**Your instructions**
What follows is a listing; repeat exactly, and only, its lines from the one holding "Mark the region" through the last, leaving any pictures out.

**Task input**
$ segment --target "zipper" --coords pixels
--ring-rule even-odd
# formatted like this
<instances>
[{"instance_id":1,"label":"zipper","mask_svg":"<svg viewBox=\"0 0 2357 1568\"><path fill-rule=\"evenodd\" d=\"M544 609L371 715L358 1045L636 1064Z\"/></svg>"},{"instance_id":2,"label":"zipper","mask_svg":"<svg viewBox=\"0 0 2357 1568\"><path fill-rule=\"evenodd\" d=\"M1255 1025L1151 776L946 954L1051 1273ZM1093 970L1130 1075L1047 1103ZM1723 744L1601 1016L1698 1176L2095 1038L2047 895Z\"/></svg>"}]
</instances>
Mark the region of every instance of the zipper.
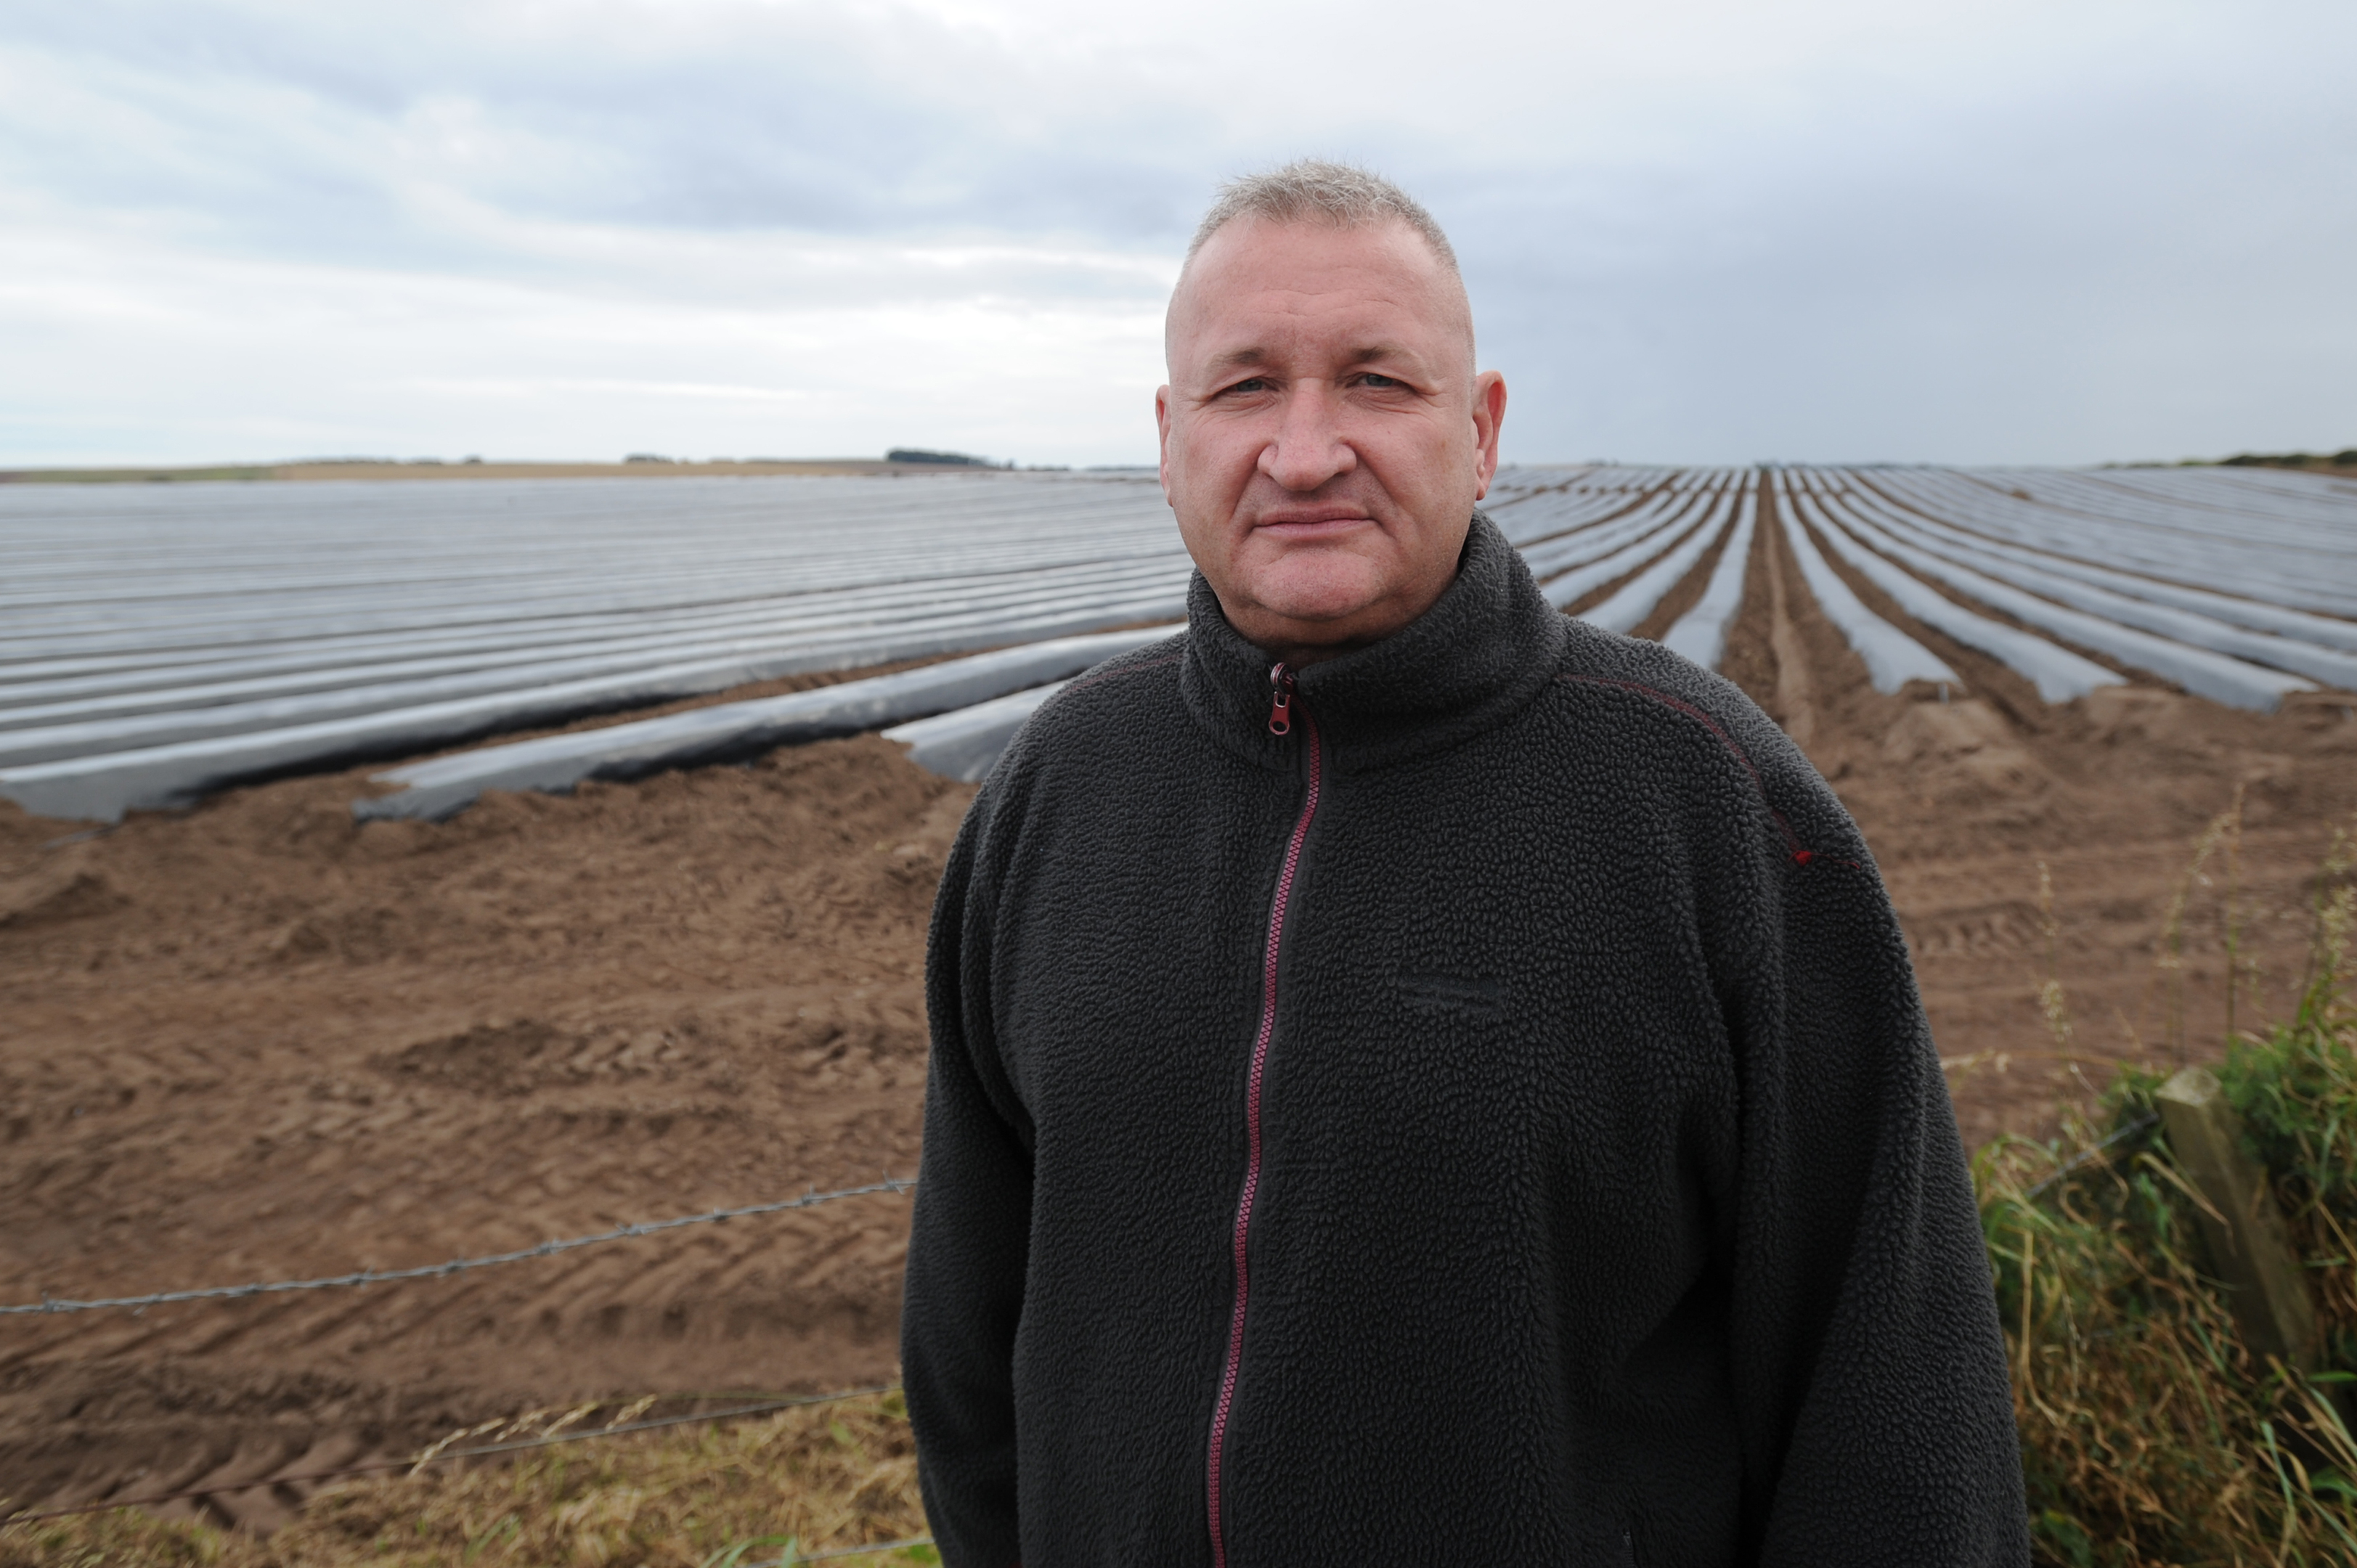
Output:
<instances>
[{"instance_id":1,"label":"zipper","mask_svg":"<svg viewBox=\"0 0 2357 1568\"><path fill-rule=\"evenodd\" d=\"M1285 660L1278 660L1268 667L1268 733L1287 736L1293 733L1293 671Z\"/></svg>"},{"instance_id":2,"label":"zipper","mask_svg":"<svg viewBox=\"0 0 2357 1568\"><path fill-rule=\"evenodd\" d=\"M1293 901L1294 879L1301 868L1301 846L1309 836L1310 819L1318 815L1318 796L1324 773L1324 756L1318 744L1318 725L1308 713L1296 714L1293 711L1293 671L1279 661L1270 667L1268 683L1268 733L1275 736L1292 734L1297 717L1308 732L1309 787L1302 796L1301 814L1294 820L1293 836L1285 847L1285 864L1277 873L1276 897L1269 906L1268 940L1261 954L1260 1031L1253 1038L1252 1066L1244 1080L1244 1181L1243 1188L1236 1197L1235 1310L1228 1321L1227 1364L1220 1374L1220 1401L1211 1412L1211 1452L1207 1465L1212 1568L1227 1568L1228 1563L1227 1530L1220 1513L1221 1462L1227 1453L1228 1416L1235 1408L1236 1373L1243 1359L1244 1305L1251 1294L1244 1253L1245 1243L1252 1235L1254 1201L1260 1196L1260 1090L1268 1067L1269 1040L1276 1032L1276 961L1285 940L1286 908Z\"/></svg>"}]
</instances>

**Reply to the task**
Mark the region of every instance of the zipper.
Output:
<instances>
[{"instance_id":1,"label":"zipper","mask_svg":"<svg viewBox=\"0 0 2357 1568\"><path fill-rule=\"evenodd\" d=\"M1285 660L1278 660L1268 667L1268 733L1287 736L1293 733L1293 671Z\"/></svg>"},{"instance_id":2,"label":"zipper","mask_svg":"<svg viewBox=\"0 0 2357 1568\"><path fill-rule=\"evenodd\" d=\"M1293 901L1294 879L1301 868L1301 846L1309 836L1310 819L1318 815L1318 796L1324 773L1324 756L1318 744L1318 725L1308 713L1296 714L1293 711L1293 671L1279 661L1270 667L1268 683L1268 733L1275 736L1292 734L1297 717L1308 732L1309 787L1302 796L1301 814L1294 820L1293 836L1285 847L1285 864L1277 873L1276 897L1269 906L1268 940L1261 954L1260 1031L1253 1038L1252 1066L1244 1080L1244 1181L1243 1188L1236 1197L1235 1310L1228 1321L1227 1364L1220 1374L1220 1401L1211 1412L1211 1452L1207 1465L1212 1568L1227 1568L1228 1563L1227 1530L1220 1513L1221 1462L1227 1453L1228 1416L1235 1408L1236 1373L1243 1359L1244 1305L1251 1294L1244 1253L1245 1243L1252 1235L1254 1201L1260 1196L1260 1090L1268 1067L1269 1040L1276 1032L1276 961L1285 940L1286 908Z\"/></svg>"}]
</instances>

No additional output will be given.